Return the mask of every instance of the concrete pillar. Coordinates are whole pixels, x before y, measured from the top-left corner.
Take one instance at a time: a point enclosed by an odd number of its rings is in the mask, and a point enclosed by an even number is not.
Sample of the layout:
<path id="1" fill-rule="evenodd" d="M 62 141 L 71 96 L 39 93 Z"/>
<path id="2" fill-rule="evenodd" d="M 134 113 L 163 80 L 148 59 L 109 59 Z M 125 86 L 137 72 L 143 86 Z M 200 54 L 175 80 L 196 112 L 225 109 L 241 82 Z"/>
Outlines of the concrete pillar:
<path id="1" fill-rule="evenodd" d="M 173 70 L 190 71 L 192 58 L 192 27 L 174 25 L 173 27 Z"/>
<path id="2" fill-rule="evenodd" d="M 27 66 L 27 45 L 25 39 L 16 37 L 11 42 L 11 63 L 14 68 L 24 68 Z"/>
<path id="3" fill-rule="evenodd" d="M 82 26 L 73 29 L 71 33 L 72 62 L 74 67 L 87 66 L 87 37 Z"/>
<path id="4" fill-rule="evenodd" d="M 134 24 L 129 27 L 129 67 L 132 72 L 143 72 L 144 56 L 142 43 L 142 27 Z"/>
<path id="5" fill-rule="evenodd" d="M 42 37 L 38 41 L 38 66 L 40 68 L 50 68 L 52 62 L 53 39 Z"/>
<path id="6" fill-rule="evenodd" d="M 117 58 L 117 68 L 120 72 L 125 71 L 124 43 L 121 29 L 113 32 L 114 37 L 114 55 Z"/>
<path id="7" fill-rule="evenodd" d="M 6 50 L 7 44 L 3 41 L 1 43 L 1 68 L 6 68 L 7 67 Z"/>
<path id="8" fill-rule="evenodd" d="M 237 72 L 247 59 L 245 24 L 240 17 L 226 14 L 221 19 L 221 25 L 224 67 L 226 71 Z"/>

▶ [Exercise aim]: Change "concrete pillar" to "stone column" in the rows, starting at the first row and ending at the line that contains "42 37 L 38 41". Give only those lines, with nothing else altered.

▶ [Task response]:
Return the mask of every instance of the stone column. Coordinates are whole pixels, x before y, measured from the top-left corner.
Take one instance at a time: a point enclosed by an odd number of its rings is in the mask, and a point enclosed by an even number is not.
Sample of the layout:
<path id="1" fill-rule="evenodd" d="M 62 141 L 71 96 L 39 93 Z"/>
<path id="2" fill-rule="evenodd" d="M 134 113 L 163 80 L 148 59 L 109 59 Z M 125 86 L 137 72 L 143 86 Z M 200 54 L 175 80 L 196 112 L 225 109 L 241 82 Z"/>
Outlines of the stone column:
<path id="1" fill-rule="evenodd" d="M 173 70 L 190 71 L 192 58 L 192 27 L 174 25 L 173 27 Z"/>
<path id="2" fill-rule="evenodd" d="M 27 66 L 27 45 L 25 39 L 16 37 L 11 42 L 11 63 L 14 68 L 24 68 Z"/>
<path id="3" fill-rule="evenodd" d="M 82 26 L 73 29 L 71 33 L 72 62 L 74 67 L 87 66 L 87 37 Z"/>
<path id="4" fill-rule="evenodd" d="M 134 24 L 129 27 L 129 67 L 132 72 L 143 72 L 144 56 L 142 43 L 142 27 Z"/>
<path id="5" fill-rule="evenodd" d="M 42 37 L 38 41 L 38 66 L 40 68 L 50 68 L 52 62 L 53 39 Z"/>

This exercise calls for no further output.